■ À faire ■
1. Expliquez, en vous appuyant sur l'article sur Manuel Valls et l'emploi, pourquoi ses déclarations de Dijon peuvent sonner comme un revirement.
2. Selon l'article sur Manuel Valls et l'emploi, dans quelle ville avait été signé le premier protocole d'accord de contrat de plan ?

■ Section du texte ■
■ ■ ■ ■ ■
Emploi - Manuel Valls : "L'emploi doit rester de la prérogative de l'Etat"
En marge d'un déplacement à Dijon, ce lundi 15 décembre, où il a signé le deuxième protocole d'accord de contrat de plan avec la région Bourgogne (après celui signé à Nantes début décembre), Manuel Valls a plaidé pour un maintien de la politique de l'emploi au niveau de l'Etat. "L'emploi doit rester de la prérogative de l'Etat, nous en parlons souvent avec le ministre du Travail", a déclaré le Premier ministre, en présence de François Rebsamen, l'ancien maire de Dijon, un jour avant la discussion générale du projet de loi portant organisation territoriale de la République (Notr) au Sénat. C'est en effet l'un des grands sujets de discussion de ce texte qui transfère de nouvelles compétences aux régions. Le projet de loi tel que voté par la commission des lois le 10 décembre conforte le rôle des régions, notamment en matière de coordination des acteurs de l'emploi. Or les déclarations de Manuel Valls peuvent sonner comme un revirement, tout d'abord par rapport à ce qu'il avait lui-même déclaré le 28 octobre au Sénat sur la possibilité d'un droit d'expérimentation donné aux régions en matière d'accompagnement des demandeurs d'emploi, et par rapport aux récentes déclarations de deux de ses ministres : Marylise Lebranchu, ministre de la Décentralisation, qui avait repris cette idée de droit à l'expérimentation le 4 décembre devant la commission des lois du Sénat, et d'André Vallini, le secrétaire d'Etat à la Réforme territoriale. "Je pense depuis longtemps qu'il y aurait une vraie cohérence à donner aux régions tout ce qui concerne l'emploi : le développement économique certes, mais aussi l'apprentissage, la formation professionnelle […] ainsi que l'accompagnement vers l'emploi", déclarait ainsi André Vallini dans une interview à l'AEF du 12 décembre. On y entend le credo porté par les régions depuis de nombreux mois, voire années. Le président de l'Association des régions de France (ARF), Alain Rousset, ne disait pas autre chose, toujours devant la commission des lois, le 12 novembre : "La corrélation est évidente entre les compétences de développement économique, de formation et l'accompagnement des chômeurs. Il faut réformer le système en plaçant à sa tête un patron légitime, la région."
■ ■ ■ ■ ■
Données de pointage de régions
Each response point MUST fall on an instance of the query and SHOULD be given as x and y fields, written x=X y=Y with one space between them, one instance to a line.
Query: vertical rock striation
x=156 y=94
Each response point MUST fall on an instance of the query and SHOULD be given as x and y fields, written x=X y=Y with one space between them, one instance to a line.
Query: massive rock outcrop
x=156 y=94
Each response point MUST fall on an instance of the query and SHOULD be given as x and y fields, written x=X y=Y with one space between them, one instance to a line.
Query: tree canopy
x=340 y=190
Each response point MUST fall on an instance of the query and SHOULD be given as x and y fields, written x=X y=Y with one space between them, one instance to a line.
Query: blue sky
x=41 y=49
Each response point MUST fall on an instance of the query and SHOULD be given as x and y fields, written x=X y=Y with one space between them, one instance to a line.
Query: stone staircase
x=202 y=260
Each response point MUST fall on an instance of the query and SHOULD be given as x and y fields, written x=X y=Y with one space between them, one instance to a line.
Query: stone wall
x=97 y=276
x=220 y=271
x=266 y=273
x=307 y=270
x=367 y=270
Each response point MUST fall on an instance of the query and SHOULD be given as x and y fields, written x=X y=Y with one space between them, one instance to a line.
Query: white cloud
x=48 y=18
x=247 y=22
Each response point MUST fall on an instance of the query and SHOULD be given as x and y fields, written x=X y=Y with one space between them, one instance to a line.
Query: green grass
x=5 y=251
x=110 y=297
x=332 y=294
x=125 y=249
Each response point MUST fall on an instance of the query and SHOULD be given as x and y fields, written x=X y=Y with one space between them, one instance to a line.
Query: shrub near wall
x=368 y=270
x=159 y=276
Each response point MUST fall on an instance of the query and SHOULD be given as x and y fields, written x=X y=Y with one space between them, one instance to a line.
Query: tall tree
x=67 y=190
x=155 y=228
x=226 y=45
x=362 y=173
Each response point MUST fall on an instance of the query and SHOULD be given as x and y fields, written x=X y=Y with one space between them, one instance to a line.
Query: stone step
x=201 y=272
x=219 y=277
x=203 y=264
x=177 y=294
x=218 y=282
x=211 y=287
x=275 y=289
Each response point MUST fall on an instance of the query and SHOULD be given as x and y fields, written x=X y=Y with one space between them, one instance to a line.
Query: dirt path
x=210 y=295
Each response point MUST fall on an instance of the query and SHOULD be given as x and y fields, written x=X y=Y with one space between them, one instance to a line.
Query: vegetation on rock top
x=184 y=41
■ ■ ■ ■ ■
■ Résultats de l'exercice ■
1. Le 28 octobre au Sénat, Manuel Valls avait lui-même évoqué un possible droit d'expérimentation pour les régions dans l'accompagnement des demandeurs d'emploi. Ses propos s'opposent aussi aux récentes déclarations de deux de ses ministres. Marylise Lebranchu avait repris cette idée le 4 décembre, et André Vallini jugeait cohérent de confier aux régions tout ce qui concerne l'emploi.

2. À Nantes, début décembre.